● WHAT TO PRODUCE
Report the lines of the data below that contain the string "list".

(Records excerpted from a collection)
== Segment start ==
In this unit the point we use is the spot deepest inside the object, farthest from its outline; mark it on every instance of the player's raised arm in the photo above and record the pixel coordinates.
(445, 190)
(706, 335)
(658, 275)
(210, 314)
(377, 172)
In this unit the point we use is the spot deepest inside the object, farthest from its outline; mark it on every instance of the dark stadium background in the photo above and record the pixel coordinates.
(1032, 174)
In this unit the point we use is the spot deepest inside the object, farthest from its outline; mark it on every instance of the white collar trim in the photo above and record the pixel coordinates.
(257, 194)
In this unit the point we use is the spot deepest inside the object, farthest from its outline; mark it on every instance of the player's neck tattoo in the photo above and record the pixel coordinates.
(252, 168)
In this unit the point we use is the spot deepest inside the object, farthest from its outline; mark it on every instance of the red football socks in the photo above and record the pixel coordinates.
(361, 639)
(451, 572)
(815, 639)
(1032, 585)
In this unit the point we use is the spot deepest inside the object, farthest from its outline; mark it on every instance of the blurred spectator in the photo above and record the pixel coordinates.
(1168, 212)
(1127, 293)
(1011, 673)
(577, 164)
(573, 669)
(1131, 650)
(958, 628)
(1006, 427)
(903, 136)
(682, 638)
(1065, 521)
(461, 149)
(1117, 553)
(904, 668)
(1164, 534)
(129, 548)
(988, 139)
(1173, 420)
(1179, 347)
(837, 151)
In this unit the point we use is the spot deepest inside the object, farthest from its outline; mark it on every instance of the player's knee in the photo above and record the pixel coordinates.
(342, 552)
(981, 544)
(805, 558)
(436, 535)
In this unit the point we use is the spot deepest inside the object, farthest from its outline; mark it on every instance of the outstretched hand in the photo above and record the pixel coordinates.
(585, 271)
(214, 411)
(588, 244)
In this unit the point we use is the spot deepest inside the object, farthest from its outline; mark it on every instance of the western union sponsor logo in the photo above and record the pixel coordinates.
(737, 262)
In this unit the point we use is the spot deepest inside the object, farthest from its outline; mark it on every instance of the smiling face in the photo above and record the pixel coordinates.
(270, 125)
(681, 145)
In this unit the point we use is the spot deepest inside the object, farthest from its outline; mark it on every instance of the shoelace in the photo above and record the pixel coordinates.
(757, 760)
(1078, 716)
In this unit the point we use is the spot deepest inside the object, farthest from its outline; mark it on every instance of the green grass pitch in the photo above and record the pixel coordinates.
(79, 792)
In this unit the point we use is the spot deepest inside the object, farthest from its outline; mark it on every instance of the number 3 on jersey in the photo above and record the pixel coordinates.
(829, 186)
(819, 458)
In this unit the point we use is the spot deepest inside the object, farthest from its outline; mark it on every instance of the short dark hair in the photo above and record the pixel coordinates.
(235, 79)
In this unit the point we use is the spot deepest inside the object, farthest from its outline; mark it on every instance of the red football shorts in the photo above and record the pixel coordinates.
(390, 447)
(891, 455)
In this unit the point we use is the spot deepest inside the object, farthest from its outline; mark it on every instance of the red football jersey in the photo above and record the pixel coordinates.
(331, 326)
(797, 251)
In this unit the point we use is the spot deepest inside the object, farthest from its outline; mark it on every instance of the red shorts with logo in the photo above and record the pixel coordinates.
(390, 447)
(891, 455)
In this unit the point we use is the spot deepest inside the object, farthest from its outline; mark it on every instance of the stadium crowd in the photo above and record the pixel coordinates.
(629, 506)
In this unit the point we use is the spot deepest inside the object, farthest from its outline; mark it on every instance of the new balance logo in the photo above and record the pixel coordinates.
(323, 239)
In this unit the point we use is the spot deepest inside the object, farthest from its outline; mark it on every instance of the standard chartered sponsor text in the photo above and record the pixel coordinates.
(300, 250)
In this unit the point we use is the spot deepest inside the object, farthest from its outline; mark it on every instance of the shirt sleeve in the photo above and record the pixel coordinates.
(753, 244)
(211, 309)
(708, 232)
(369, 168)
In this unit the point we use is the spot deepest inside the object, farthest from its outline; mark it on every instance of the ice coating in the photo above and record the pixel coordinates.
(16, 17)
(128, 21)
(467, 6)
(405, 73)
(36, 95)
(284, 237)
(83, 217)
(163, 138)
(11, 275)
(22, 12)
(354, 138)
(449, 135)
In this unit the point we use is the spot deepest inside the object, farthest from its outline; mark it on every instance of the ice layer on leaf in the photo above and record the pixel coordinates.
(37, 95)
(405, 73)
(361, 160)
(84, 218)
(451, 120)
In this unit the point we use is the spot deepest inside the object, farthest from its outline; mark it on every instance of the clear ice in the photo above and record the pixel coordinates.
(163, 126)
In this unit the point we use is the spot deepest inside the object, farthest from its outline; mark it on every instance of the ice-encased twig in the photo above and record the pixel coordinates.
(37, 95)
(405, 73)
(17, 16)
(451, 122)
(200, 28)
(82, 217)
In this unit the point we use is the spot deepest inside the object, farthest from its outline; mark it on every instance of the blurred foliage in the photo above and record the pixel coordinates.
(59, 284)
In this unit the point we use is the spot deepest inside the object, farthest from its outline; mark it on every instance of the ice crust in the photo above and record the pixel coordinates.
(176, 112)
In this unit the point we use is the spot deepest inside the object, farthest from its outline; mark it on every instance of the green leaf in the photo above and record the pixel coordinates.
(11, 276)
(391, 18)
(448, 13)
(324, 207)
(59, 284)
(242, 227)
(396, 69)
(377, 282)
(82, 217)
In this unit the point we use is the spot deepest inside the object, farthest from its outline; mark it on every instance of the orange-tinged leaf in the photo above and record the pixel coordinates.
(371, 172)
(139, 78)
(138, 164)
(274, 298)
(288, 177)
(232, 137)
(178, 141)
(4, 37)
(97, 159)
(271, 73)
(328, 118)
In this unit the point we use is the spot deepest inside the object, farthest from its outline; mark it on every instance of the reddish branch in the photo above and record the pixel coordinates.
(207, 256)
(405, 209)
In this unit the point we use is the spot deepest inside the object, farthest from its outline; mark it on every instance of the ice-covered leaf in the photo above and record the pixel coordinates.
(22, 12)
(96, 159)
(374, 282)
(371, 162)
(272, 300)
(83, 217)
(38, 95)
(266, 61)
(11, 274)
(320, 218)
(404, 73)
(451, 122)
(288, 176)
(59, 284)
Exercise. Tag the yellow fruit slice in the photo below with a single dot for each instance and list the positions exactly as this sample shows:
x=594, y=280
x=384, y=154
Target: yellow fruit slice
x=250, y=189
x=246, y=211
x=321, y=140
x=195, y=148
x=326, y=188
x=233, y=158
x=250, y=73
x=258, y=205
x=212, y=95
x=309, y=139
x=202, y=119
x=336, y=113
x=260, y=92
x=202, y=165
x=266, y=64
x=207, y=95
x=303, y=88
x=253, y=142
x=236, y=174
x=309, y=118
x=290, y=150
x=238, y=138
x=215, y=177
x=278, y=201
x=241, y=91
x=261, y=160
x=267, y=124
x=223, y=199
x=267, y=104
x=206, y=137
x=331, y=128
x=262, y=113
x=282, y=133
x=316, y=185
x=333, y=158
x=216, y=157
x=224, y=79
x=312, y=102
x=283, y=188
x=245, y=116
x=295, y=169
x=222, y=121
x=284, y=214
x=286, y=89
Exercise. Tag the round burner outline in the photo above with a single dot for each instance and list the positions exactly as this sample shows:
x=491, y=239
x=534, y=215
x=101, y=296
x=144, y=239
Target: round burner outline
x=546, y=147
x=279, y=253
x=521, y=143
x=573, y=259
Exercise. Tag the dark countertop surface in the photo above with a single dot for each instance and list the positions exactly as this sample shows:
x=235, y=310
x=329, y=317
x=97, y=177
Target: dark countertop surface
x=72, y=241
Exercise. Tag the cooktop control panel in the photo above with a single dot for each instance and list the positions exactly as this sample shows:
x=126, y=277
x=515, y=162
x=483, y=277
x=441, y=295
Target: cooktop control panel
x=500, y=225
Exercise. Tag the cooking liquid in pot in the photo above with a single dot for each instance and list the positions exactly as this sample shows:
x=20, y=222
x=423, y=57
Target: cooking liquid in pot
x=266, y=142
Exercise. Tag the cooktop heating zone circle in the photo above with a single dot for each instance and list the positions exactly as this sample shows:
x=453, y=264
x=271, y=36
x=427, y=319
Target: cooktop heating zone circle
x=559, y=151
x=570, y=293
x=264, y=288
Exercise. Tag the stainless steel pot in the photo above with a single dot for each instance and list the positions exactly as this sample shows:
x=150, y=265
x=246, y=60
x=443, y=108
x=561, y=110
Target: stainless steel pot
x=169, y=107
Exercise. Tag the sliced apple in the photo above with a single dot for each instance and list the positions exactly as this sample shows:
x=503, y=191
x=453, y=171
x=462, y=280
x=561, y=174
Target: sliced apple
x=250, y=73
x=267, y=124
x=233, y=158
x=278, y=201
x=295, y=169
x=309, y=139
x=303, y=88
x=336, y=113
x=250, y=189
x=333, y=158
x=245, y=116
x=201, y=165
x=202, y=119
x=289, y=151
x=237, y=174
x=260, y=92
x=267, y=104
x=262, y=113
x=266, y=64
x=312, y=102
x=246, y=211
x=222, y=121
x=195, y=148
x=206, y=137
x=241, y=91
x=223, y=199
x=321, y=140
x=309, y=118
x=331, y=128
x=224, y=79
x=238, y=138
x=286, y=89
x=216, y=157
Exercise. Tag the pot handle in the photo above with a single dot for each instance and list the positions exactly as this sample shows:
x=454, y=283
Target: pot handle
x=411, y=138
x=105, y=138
== Segment end ==
● REPLY TO THE EXERCISE
Exercise. Tag the yellow fruit slice in the photo below with a single dot for each instance and list the positions exactly as this sample shows:
Exercise. Tag the round burner outline in the photo above with a single dot for each instance and list the positions exactly as this sample shows:
Exercise. Tag the dark countertop surface in the photo above with a single dot for each instance and list the positions exactly as this sample shows:
Exercise. Tag the cooktop control panel in the photo above with a single dot for each instance and list the positions exactly as this sample shows:
Exercise. Tag the cooking liquid in pot in the photo above with a single dot for each instance and list the positions exactly as this sample shows:
Exercise. Tag the cooktop heating zone circle in the photo above with a single dot for each instance and list the positions exactly as this sample shows:
Exercise. Tag the stainless steel pot in the photo above with a single dot for each instance and list the positions exactly as this sample shows:
Exercise. Tag the sliced apple in the photo above with a single dot for each instance and list the positions exactly as this sample shows:
Exercise. Tag the pot handle in the photo above with a single dot for each instance and list the positions exactly as this sample shows:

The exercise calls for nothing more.